Extract provided:
---

A big British university that offers a variety of funding, two of the funding
schemes are US-backed/US-based.

British: "Awards are made based on academic excellence and potential across
all subject areas...". They don't care if you are social, if you do things
outside university, what your family does etc etc. You need a research
proposal, your CV and 3 recommendation letters from former professors. They
focus purely on academic merit and don't care whether you are outgoing or an
introvert shut-in.

US #1: We "aim to nurture leaders for the world's future who are committed to
service, and to promote international understanding and peace." You have to
have good marks (of course), but do tell us about how many kittens, children
and people you save in your free time (while being academically excellent),
how many NGOs you help out, what your hobbies are, what your family is like
and how many wars you have prevented. This scholarship needs you to portray
yourself not just as a potentially brilliant researcher or scholar, it wants
you to be a leader.

US #2: The other scholarship asked you: "Please explain how the degree for
which you have applied will prepare you to make a contribution to society."

---

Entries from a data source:

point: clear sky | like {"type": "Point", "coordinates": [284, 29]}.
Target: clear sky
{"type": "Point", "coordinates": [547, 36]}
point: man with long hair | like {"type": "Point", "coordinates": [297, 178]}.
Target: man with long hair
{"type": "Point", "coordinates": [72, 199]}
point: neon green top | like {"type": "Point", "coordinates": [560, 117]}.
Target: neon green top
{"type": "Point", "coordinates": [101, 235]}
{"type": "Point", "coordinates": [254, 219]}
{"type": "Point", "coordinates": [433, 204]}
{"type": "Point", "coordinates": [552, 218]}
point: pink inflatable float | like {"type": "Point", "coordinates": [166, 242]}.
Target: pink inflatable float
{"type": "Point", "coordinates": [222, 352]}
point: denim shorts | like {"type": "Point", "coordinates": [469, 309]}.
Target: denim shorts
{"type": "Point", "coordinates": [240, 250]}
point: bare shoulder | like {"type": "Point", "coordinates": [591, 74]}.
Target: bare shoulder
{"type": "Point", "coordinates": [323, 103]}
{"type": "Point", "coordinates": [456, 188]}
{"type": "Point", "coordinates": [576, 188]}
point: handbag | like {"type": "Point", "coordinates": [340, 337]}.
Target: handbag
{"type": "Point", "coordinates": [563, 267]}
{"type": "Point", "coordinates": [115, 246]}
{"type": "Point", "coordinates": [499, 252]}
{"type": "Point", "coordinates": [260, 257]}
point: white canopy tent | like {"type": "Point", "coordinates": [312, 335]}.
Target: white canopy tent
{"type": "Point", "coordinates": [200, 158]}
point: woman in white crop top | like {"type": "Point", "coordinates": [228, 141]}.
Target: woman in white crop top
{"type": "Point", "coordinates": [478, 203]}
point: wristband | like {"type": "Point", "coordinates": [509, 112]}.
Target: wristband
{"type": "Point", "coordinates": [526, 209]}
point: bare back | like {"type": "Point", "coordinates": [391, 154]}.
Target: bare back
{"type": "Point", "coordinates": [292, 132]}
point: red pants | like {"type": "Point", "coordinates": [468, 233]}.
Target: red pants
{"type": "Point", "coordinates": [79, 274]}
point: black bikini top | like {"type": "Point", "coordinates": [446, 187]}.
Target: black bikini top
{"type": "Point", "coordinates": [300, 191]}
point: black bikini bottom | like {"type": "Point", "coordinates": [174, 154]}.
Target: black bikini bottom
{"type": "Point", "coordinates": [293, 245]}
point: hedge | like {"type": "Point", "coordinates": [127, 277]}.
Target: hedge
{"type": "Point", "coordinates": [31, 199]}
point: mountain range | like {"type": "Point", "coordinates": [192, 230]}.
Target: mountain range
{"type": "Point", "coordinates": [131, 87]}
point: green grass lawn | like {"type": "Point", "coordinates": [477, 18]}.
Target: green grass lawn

---

Stated goal 1: Reproduce the scholarship comparison from "A big British" through "introvert shut-in.", substituting "scholarly" for "academic" wherever it appears.
Stated goal 2: According to the scholarship comparison, how many recommendation letters does the British funding scheme require?
Stated goal 3: Carry the scholarship comparison forward from its final sentence.

Exercise output 1:
A big British university that offers a variety of funding, two of the funding
schemes are US-backed/US-based.

British: "Awards are made based on scholarly excellence and potential across
all subject areas...". They don't care if you are social, if you do things
outside university, what your family does etc etc. You need a research
proposal, your CV and 3 recommendation letters from former professors. They
focus purely on scholarly merit and don't care whether you are outgoing or an
introvert shut-in.

Exercise output 2: Three, from former professors.

Exercise output 3:
Again of course they require academic excellence, but they want to know how
your research "makes a contribution to society". This is a scholarship for the
Humanities only. The usual answer is always: It won't. However, please do make
up some moderately respectable reason why your highly specific research will
have an effect on society as a whole...

I am by no means saying Americans are academically inferior, but you can see
in these hand-picked examples a certain strive for grandeur, it's not _enough_
to be an outstanding scholar, you need to be a _leader_ , you need to _change_
society, at the very least. Truth is, most people's research will never, ever
have a profound effect on society as such. What this line of inquiry
conditions you to do though is to always make yourself appear larger than
life. Your research is _of course_ groundbreaking, you are a _leader_ , the
_best of the best_ , you know everything, cannot fail and you have to convey
that with every fiber of your being.

\---- The above is spiked with hyperbole, but the core remains true. Many
other countries don't have a culture where you advertise yourself and where
everything you have to do has to be perceived as earthshattering. And that is
the point really, it's about perception. The question here would be, were they
also actually better, or did they just portray themselves better?

It's the same mentality that you can see on Hacker News every day: "THIS
PRODUCT WILL CHANGE YOUR WORLD!!!". "WE WILL REVOLUTIONISE THE WAY YOU
THINK/TALK/ACT/TYPE/SLEEP!!!".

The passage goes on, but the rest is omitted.